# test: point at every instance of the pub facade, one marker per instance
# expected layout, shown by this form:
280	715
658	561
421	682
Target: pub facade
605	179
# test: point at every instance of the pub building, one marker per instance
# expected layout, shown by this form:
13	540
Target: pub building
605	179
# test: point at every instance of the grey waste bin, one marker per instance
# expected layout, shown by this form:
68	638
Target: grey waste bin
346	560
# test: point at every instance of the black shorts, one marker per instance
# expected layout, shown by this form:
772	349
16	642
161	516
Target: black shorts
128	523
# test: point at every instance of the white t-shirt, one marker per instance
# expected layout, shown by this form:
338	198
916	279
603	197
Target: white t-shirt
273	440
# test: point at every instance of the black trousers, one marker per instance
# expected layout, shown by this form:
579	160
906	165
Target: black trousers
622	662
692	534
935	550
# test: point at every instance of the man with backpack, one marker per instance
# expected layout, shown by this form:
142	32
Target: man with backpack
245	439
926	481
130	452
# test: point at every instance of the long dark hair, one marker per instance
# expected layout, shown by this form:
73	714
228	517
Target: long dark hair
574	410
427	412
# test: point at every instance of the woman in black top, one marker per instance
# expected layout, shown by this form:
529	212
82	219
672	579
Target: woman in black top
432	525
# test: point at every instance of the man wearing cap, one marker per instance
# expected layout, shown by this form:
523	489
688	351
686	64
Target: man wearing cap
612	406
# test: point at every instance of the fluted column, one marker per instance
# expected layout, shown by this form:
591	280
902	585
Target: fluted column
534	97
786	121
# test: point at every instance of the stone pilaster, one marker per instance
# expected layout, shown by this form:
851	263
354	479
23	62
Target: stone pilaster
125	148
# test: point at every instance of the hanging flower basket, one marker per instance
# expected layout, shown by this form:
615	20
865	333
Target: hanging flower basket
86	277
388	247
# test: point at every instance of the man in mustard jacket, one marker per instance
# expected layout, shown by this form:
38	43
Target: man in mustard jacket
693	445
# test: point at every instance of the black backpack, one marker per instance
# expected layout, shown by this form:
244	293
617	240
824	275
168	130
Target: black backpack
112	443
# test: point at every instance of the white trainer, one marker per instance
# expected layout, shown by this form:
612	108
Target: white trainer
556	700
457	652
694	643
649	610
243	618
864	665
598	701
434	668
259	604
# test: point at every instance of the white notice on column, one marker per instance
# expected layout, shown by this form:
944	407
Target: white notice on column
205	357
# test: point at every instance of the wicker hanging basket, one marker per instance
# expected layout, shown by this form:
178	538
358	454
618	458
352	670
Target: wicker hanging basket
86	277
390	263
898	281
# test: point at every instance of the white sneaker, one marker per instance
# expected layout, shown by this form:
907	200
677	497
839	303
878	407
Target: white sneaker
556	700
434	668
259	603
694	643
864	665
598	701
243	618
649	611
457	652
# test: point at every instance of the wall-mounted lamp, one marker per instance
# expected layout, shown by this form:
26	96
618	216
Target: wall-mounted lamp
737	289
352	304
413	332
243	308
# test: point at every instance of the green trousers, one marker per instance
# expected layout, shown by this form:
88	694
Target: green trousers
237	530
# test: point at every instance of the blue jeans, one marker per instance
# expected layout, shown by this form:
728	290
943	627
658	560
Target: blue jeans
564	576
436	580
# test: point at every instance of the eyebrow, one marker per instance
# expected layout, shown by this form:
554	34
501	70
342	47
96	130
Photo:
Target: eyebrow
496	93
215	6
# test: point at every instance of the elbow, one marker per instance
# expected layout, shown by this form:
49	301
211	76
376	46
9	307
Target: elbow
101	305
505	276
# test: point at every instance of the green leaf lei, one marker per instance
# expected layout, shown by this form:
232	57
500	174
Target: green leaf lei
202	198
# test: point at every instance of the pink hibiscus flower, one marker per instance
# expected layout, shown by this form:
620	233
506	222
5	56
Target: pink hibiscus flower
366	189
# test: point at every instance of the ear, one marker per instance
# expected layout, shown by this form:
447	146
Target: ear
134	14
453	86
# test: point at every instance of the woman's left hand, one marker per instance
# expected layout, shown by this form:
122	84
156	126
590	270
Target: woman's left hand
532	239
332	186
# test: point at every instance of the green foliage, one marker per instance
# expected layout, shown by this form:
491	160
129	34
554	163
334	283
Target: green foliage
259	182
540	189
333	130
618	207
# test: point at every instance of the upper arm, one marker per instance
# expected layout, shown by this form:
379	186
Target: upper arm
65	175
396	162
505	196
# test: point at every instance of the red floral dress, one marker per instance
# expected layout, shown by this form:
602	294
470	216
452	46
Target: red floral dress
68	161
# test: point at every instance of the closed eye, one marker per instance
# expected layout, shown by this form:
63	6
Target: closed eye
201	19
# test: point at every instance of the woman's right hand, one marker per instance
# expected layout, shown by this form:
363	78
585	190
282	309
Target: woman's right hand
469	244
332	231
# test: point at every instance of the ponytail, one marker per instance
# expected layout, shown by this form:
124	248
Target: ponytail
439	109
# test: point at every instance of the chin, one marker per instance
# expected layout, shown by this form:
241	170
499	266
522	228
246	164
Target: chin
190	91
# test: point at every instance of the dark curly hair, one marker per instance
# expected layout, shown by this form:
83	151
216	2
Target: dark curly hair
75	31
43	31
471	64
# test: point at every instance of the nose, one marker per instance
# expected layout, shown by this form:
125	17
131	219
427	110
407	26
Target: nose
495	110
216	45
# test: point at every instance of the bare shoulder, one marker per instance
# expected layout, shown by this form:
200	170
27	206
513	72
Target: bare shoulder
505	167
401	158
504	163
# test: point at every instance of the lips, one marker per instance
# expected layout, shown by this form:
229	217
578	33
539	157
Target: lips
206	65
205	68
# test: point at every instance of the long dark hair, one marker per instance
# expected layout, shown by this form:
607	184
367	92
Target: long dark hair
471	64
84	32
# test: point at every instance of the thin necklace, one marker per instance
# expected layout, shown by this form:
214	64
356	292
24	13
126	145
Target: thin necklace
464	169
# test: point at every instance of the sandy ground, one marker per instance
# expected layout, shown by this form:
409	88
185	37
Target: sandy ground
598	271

__Work required__
Write out every line of the records exactly.

__Expected output__
# test: point at every instance of the pub facade, one marker per instance
# expected layout, shown by this form:
280	715
658	561
421	682
Target: pub facade
605	179
# test: point at every instance of the pub building, one marker per instance
# expected layout, shown by this form:
13	540
Target: pub building
605	179
# test: point at every instance of the grey waste bin, one marker per instance
# expected layout, shown by this form:
68	638
Target: grey waste bin
346	560
# test: point at every instance of the black shorts, one marker per instance
# expected layout, shown by this form:
772	349
16	642
161	516
Target: black shorts
128	523
# test: point at every instance of the white t-shirt, one marker per instance
# expected layout, shown by this form:
338	198
916	279
603	197
Target: white t-shirt
273	440
# test: point at every instance of the black trousers, one marker per instance
# expected layout, shown by this form:
579	160
906	165
Target: black trousers
622	662
692	534
935	550
# test: point at every instance of the man with backpack, one marker per instance
# expected layout, shown by this form:
142	32
Target: man with backpack
245	439
926	481
130	452
# test: point at every instance of the long dark hair, one marker per instance
# expected layout, shown by this form:
73	714
228	517
Target: long dark hair
574	410
427	412
# test: point at every instance of the woman in black top, one marker per instance
# expected layout, shown by this form:
529	212
82	219
672	579
Target: woman in black top
432	525
# test: point at every instance of the man wearing cap, one marker per instance
# expected layout, shown by this form:
523	489
688	351
686	64
Target: man wearing cap
612	406
# test: point at every instance of the fluted column, one marker per instance
# expected layout, shown by this form:
591	280
902	585
Target: fluted column
534	97
786	121
# test: point at every instance of the stone pilaster, one marker per instance
# expected layout, shown by this form:
851	263
354	479
23	62
Target: stone pilaster
125	148
# test: point at every instance of the hanging flower basket, one marker per instance
# expected layout, shown by this form:
615	20
865	333
Target: hanging flower basket
86	277
388	247
# test: point at every instance of the man in mustard jacket, one marker per instance
# expected layout, shown by this form:
38	43
Target: man in mustard jacket
693	445
# test: point at every instance of the black backpack, one marker per instance
# expected layout, shown by this form:
244	293
617	240
824	275
168	130
Target: black backpack
112	443
# test: point at every instance of the white trainer, one marker per instance
# expected layout, shown by this form:
612	108
Target: white trainer
556	700
457	652
694	643
649	610
243	618
864	665
598	701
434	668
259	604
# test: point at every instance of the white notice on column, one marker per instance
# expected layout, shown by this form:
944	407
Target: white notice on column
205	357
# test: point at every instance of the wicker hanging basket, one marker per instance
# expected layout, shown by this form:
178	538
358	454
618	458
352	670
Target: wicker hanging basket
86	277
390	263
898	281
# test: point at every instance of the white sneaker, one marker per instance
# expected layout, shown by this form:
907	200
677	497
839	303
878	407
Target: white sneaker
556	700
434	668
259	603
694	643
864	665
598	701
243	618
649	611
457	652
# test: point at every instance of the wall-mounted lamp, one marker per instance
# expected layout, shown by this form:
26	96
618	216
Target: wall-mounted lamp
737	289
352	304
413	332
243	308
# test: point at every instance of the green trousers, one marker per instance
# expected layout, shown by this form:
88	694
Target: green trousers
237	530
# test: point at every instance of the blue jeans, one marker per instance
# expected layout, shown by this form:
728	290
943	627
658	560
Target: blue jeans
564	576
436	580
# test: point at every instance of the eyebrow, one marker per instance
# expected layout, shown by this form:
554	34
501	70
342	47
96	130
Photo:
Target: eyebrow
496	93
215	6
# test: point at every instance of the elbow, one marker per instance
# expected layout, shown by this form:
49	301
211	76
376	46
9	307
Target: elbow
101	305
505	276
# test: point at every instance of the green leaf lei, one marker per instance
# expected layout, shown by this form:
232	57
500	174
Target: green leaf lei
202	198
# test: point at every instance of the pink hibiscus flower, one marker per instance
# expected layout, shown by this form:
620	233
506	222
5	56
Target: pink hibiscus flower
366	189
# test: point at every instance of the ear, one marker per instance
# expected layout, shown by this form:
447	146
Target: ear
134	14
453	86
# test: point at every instance of the woman's left hand, one marker per instance
# expected layout, shown by this form:
122	84
156	126
590	270
Target: woman's left hand
532	239
332	186
# test: point at every instance of the green foliage, one marker per instance
# expected layout, shown by this form:
491	160
129	34
554	163
334	283
Target: green foliage
259	182
540	189
333	130
618	207
# test: point at every instance of the upper arm, one marker per instance
# expected layout, shown by this form:
379	186
Target: upper arm
65	175
396	162
505	196
# test: point at every instance of the red floral dress, one marker per instance
# expected layout, shown by this form:
602	294
470	216
452	46
Target: red floral dress
68	161
# test: point at every instance of the closed eye, one marker per instance
# expected layout, shown by this form:
63	6
Target: closed eye
201	19
# test: point at every instance of the woman's right hand, one marker per instance
# expected layout, shown by this form:
363	78
585	190
282	309
Target: woman's right hand
469	244
332	231
# test: point at every instance of the ponytail, one marker per instance
# expected layout, shown by this form:
124	248
Target: ponytail
439	109
# test: point at every instance of the chin, one marker per instance
# expected layout, shown by this form:
241	170
499	266
522	228
246	164
Target: chin
190	91
# test: point at every instance of the dark curly hair, one marker per instance
# expected layout, shown by this form:
83	151
216	2
Target: dark curly hair
75	31
43	31
471	64
# test: point at every instance of the nose, one marker per instance
# expected layout, shown by this form:
125	17
131	219
427	110
407	26
Target: nose
495	110
216	45
# test: point at every instance of the bare shoulder, one marker per instance
# expected layout, shown by this form:
200	170
27	206
513	72
Target: bare shoulder
505	167
401	158
504	163
# test: point at every instance of the lips, one marker per instance
# expected layout, shown by this form:
229	217
578	33
539	157
Target: lips
206	65
205	68
# test: point at every instance of the long dark hair, one marker per instance
# expected layout, shown by this form:
607	184
367	92
Target: long dark hair
471	64
84	32
# test: point at every instance of the thin necklace, one marker per instance
# expected layout, shown by this form:
214	64
356	292
24	13
126	145
Target: thin necklace
464	169
# test: point at every instance of the sandy ground, one marker per instance
# expected layout, shown by this form:
409	88
185	37
Target: sandy ground
598	271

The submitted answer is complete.